▶ **WHAT THE TASK REQUIRES**
Change "gold" to "brass" throughout the records below, keeping everything else the same. Leave the pictures out of your answer.

(Entries from a point annotation set)
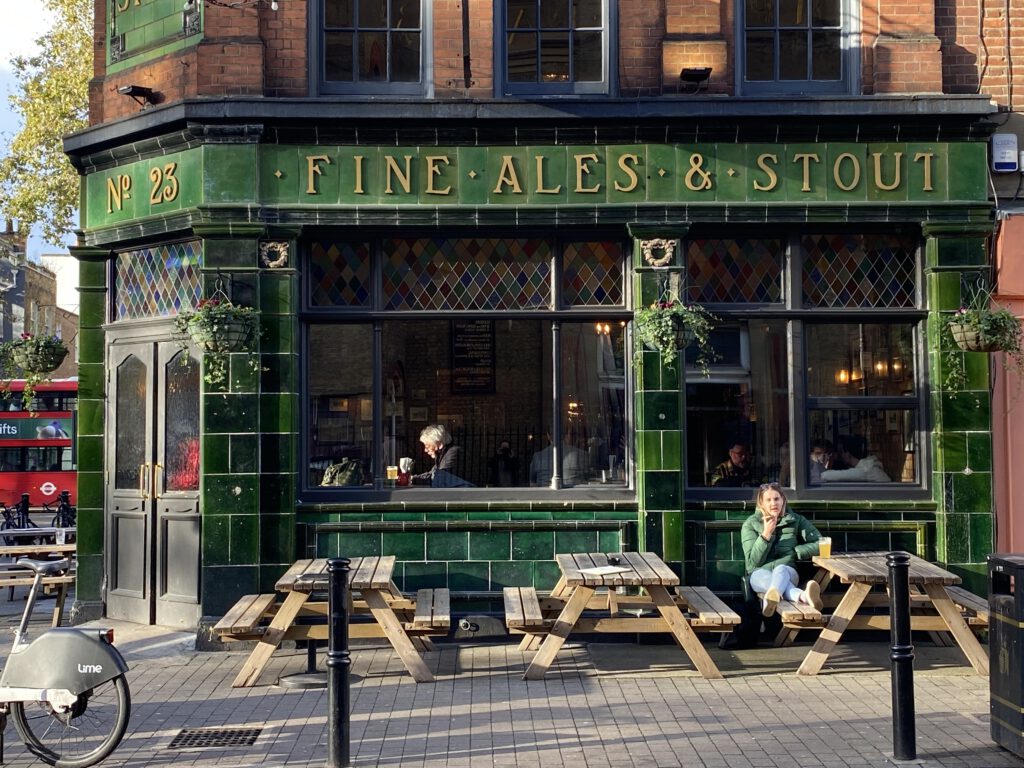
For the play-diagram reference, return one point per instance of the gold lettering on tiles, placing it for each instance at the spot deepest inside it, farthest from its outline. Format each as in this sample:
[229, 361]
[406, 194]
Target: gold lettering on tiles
[806, 158]
[165, 183]
[878, 171]
[626, 163]
[508, 176]
[394, 170]
[927, 157]
[357, 181]
[433, 169]
[541, 188]
[583, 169]
[763, 161]
[313, 170]
[118, 189]
[837, 171]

▶ **REPLY**
For the play-diagram reference, return one point per instance of the brass lettering on tiles, placing it for each instance at the spot deepest inside it, farthest from its outline. Format each as in this sample:
[229, 361]
[406, 194]
Target: brass lettering on tiles
[806, 158]
[165, 183]
[878, 171]
[626, 163]
[508, 176]
[394, 170]
[927, 157]
[357, 181]
[433, 169]
[541, 188]
[583, 169]
[763, 161]
[313, 170]
[118, 189]
[837, 171]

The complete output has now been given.